▸ **What you are asked to do**: Once you have read the data below, print all of it exactly.

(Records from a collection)
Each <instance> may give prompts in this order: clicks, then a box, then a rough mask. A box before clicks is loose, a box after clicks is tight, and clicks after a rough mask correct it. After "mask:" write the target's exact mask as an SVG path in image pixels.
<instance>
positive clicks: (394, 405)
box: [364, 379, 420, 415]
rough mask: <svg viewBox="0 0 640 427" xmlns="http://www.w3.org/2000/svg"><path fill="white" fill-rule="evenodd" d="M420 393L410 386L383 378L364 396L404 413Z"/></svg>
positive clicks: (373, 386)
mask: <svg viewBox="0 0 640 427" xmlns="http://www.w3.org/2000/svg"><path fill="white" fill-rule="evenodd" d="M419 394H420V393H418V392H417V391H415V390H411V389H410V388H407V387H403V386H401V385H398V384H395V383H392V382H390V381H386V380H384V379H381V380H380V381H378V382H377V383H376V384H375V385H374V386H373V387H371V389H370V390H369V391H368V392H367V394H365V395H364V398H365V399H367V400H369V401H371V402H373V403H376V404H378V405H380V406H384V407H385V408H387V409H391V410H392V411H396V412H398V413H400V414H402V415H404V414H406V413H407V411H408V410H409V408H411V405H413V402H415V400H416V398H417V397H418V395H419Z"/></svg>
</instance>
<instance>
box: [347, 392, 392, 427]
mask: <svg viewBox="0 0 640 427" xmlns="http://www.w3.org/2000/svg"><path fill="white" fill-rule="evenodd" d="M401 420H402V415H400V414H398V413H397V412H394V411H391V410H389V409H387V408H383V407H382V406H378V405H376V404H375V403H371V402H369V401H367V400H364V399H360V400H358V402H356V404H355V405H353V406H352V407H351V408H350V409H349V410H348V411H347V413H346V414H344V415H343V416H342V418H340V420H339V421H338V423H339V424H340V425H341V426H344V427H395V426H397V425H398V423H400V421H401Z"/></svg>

▸ **Answer to this problem**:
Each <instance> may give prompts in this order: clicks, then a box, then a rough mask. A box before clicks is loose, a box after clicks is tight, and clicks after a rough mask correct it. After "mask:" write the target's exact mask as an SVG path in image pixels.
<instance>
positive clicks: (394, 405)
box: [364, 379, 420, 415]
rough mask: <svg viewBox="0 0 640 427" xmlns="http://www.w3.org/2000/svg"><path fill="white" fill-rule="evenodd" d="M420 393L410 386L383 378L364 396L404 413Z"/></svg>
positive clicks: (373, 386)
mask: <svg viewBox="0 0 640 427" xmlns="http://www.w3.org/2000/svg"><path fill="white" fill-rule="evenodd" d="M419 394H420V393H418V392H417V391H415V390H411V389H410V388H407V387H403V386H401V385H398V384H395V383H392V382H390V381H386V380H384V379H381V380H380V381H378V382H377V383H376V384H375V385H374V386H373V387H371V389H370V390H369V391H368V392H367V394H365V395H364V398H365V399H367V400H369V401H371V402H373V403H376V404H378V405H380V406H384V407H385V408H387V409H391V410H392V411H396V412H398V413H400V414H402V415H404V414H406V413H407V411H408V410H409V408H411V405H413V402H415V400H416V398H417V397H418V395H419Z"/></svg>
</instance>
<instance>
box: [347, 392, 392, 427]
mask: <svg viewBox="0 0 640 427" xmlns="http://www.w3.org/2000/svg"><path fill="white" fill-rule="evenodd" d="M401 420H402V415H400V414H398V413H397V412H394V411H391V410H389V409H387V408H383V407H382V406H378V405H376V404H375V403H371V402H369V401H367V400H364V399H360V400H358V402H356V404H355V405H353V406H352V407H351V408H350V409H349V410H348V411H347V413H346V414H344V415H343V416H342V418H340V420H339V421H338V423H339V424H340V425H341V426H344V427H395V426H397V425H398V423H400V421H401Z"/></svg>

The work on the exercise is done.